- EXTRACT TO READ -

-- Begin --

During the same time, construction has doubled in the State of Idaho. So, the bottom line is, that kind of partnership seems to be working, at least on fatalities. It's cut the fatality rate in half, at least from the data that we have at this point.
I don't know, because we don't have the data on injury and illness statistics. But my guess is, it has to impact that significantly as well. That kind of data, that kind of partnership, and other partnerships, we need to articulate the value of these. We as an agency, and we as members of these partnerships, will need to begin to gather data to show these things work.
Now, it doesn't mean we're not going to continue to do inspections. We will. Obviously, even in the partnerships we will do complaints and we will handle fatality inspections. Obviously, we have to do that.
But these kind of working relationships up
front, in my mind, produce a bigger impact in reducing injuries, illnesses and fatalities. The key, is that we have labor, management, and government working together on solving the problems.
So I think it's clear that we need to grow these a little more. We need to establish more partnerships that produce these kinds of results. At the end of the day, we've got to be able to measure those results and show these are more effective than if we just relied on enforcement by itself.
Another piece of an area that we're moving in is the alliance piece, and that bears some explanation because there is a misperception of what alliances are. I want to make sure that we really make this absolutely clear.
Where the partnerships are more proscriptive, a lot more bells and whistles, a lot more data, a lot more assessments done, a lot more evaluation done before a member is qualified for a partnership, the alliances are more loosely formed, only because there's no incentives involved, there's no return except for the hope and the intent of reducing injuries and illnesses. That's the only return on the alliances.
The alliances are an agreement between two parties, basically, OSHA and whoever the party is we're signing an alliance with. We signed one yesterday with the American Society of Safety Engineers, ASSE. The intent of that alliance, as well as the other ones, are to focus around outreach and education in reducing injuries, illnesses and fatalities.
That's the sole purpose of those alliances, is to work with a party and work with that party to direct resources to where the issues are to reduce injuries, illnesses and fatalities.
Now, it's true, a lot of our alliances in the past had been around ergonomics, because that's an emphasis of ours. But certainly the issues in construction, it may not be heavy in ergonomics, but there are certainly in respect to fatalities.

-- End --

- SET PROBLEM -
Please name the organization that, according to the speech on OSHA partnerships and alliances, OSHA signed an alliance with the day before. The material after this comes from a separate source unrelated to the speech.

- PROVIDED INFORMATION -

-- Begin --

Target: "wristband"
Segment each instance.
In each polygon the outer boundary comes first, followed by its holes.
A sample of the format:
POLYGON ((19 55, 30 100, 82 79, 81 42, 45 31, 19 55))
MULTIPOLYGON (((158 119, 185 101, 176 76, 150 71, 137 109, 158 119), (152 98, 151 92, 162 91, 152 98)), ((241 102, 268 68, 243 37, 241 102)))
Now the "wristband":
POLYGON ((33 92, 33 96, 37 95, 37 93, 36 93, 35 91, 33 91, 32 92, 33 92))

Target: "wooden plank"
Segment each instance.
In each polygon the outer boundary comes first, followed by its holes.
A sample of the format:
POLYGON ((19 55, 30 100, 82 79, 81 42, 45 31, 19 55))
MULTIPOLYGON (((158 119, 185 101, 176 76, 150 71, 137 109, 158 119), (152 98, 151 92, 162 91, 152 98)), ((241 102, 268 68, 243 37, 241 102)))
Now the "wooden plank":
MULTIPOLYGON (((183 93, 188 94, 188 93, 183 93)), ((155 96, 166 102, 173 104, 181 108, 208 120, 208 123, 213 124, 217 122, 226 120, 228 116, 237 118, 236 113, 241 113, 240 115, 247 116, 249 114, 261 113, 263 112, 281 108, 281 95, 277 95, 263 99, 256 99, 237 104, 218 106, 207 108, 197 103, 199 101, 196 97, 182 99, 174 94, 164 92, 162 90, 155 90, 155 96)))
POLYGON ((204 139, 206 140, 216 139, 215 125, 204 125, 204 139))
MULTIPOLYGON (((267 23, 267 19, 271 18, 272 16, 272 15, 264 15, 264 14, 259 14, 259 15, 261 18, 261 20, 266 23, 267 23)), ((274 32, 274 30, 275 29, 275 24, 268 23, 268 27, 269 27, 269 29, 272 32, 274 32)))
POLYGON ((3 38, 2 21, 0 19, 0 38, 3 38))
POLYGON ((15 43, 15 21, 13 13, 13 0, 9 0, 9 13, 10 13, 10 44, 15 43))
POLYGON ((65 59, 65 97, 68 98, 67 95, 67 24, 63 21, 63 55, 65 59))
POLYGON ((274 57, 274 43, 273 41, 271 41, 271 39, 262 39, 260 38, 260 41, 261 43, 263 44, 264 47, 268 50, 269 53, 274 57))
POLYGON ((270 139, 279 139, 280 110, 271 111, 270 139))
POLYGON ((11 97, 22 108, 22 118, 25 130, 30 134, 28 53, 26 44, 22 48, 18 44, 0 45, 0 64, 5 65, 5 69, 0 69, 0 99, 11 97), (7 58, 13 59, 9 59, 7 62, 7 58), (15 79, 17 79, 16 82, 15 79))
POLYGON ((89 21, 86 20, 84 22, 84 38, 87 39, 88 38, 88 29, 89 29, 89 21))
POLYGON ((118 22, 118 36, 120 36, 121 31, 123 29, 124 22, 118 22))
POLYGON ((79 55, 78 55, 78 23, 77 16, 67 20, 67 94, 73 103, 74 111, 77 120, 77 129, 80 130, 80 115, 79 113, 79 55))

-- End --

- CORRECT RESPONSE -
The American Society of Safety Engineers (ASSE).